--- DATA LISTING ---
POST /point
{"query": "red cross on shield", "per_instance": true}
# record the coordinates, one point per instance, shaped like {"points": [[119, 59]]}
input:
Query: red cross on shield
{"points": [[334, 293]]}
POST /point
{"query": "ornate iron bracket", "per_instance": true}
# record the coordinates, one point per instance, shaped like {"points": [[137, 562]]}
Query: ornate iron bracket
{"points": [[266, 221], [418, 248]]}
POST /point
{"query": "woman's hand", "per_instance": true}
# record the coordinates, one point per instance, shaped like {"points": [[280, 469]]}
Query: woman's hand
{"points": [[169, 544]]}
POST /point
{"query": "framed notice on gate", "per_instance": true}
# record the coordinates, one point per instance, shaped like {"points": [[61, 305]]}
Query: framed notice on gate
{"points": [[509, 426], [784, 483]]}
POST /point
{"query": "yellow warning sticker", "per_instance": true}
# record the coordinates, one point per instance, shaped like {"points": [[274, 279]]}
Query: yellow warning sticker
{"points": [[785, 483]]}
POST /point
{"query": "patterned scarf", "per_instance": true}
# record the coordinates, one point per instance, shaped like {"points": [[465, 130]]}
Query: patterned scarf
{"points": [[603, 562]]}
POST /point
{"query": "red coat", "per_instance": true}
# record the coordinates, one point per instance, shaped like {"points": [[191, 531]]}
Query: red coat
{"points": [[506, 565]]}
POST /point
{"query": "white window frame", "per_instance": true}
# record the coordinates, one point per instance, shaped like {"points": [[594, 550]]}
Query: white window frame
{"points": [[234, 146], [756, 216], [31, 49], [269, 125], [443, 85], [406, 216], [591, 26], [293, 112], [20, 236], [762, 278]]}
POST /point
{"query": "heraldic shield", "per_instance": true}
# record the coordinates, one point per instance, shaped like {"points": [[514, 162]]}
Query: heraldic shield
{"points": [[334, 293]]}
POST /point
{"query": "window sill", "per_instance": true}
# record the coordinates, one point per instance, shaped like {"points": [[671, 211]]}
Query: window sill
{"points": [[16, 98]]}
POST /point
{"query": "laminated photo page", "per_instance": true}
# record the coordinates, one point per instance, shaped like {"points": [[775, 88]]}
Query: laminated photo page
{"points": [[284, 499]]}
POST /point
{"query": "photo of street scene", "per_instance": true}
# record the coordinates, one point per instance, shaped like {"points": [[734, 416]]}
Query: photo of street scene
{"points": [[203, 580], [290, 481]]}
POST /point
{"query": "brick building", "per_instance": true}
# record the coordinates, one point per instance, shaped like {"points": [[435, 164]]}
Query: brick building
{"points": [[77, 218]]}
---
--- DATA LISTING ---
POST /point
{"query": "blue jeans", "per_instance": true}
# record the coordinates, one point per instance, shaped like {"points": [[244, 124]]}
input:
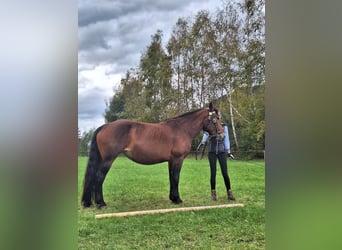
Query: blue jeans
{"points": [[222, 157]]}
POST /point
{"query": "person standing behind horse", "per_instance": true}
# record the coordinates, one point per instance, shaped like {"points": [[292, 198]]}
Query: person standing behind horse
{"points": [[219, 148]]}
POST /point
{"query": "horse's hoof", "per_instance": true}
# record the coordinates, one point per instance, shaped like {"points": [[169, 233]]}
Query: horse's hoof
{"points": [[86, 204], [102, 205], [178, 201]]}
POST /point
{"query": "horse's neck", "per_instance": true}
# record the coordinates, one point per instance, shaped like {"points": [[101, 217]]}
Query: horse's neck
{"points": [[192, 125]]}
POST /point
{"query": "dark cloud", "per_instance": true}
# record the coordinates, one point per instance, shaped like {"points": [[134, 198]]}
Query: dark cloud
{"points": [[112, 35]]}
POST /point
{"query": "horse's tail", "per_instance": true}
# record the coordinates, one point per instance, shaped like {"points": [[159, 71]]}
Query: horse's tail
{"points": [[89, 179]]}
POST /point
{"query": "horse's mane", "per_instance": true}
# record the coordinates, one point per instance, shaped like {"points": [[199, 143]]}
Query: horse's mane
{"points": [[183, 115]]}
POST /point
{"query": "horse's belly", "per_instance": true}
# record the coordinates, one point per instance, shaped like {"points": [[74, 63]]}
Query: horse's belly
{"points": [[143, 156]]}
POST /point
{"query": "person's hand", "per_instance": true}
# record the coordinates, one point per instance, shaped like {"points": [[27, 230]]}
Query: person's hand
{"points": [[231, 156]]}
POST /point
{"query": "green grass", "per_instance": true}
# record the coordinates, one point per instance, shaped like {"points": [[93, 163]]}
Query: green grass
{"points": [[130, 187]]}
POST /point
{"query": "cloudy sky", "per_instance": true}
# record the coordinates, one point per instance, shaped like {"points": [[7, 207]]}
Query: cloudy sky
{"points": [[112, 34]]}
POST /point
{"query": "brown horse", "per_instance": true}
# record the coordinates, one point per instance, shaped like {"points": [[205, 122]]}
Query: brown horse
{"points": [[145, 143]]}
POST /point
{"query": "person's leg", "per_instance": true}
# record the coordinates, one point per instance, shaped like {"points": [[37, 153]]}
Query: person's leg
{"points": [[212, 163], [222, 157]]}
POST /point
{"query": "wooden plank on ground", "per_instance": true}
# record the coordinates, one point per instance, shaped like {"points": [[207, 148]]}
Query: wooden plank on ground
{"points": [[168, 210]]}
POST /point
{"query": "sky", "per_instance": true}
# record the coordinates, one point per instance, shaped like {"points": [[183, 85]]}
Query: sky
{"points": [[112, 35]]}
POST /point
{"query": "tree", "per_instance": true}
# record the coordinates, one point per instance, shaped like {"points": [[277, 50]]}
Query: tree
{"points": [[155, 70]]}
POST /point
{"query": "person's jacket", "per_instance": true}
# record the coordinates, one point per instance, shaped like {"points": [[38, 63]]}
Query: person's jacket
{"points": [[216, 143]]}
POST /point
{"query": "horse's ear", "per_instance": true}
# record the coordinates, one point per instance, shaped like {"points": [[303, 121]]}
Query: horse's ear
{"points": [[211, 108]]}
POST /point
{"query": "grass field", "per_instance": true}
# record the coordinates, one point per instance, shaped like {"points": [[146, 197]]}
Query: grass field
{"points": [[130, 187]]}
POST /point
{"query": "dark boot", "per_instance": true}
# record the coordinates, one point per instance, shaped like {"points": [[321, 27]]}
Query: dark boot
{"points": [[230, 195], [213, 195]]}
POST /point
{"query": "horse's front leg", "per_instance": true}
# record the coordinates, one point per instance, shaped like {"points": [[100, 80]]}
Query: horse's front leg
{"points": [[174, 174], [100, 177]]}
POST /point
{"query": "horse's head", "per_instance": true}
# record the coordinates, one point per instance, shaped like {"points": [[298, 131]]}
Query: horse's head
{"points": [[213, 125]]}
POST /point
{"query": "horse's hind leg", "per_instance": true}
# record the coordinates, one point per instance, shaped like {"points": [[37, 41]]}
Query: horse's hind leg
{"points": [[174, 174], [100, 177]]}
---
§ OBJECTIVE
How many lines in the rows above contain the string "jacket"? Case matters. Reply with the number alone.

§ REPLY
2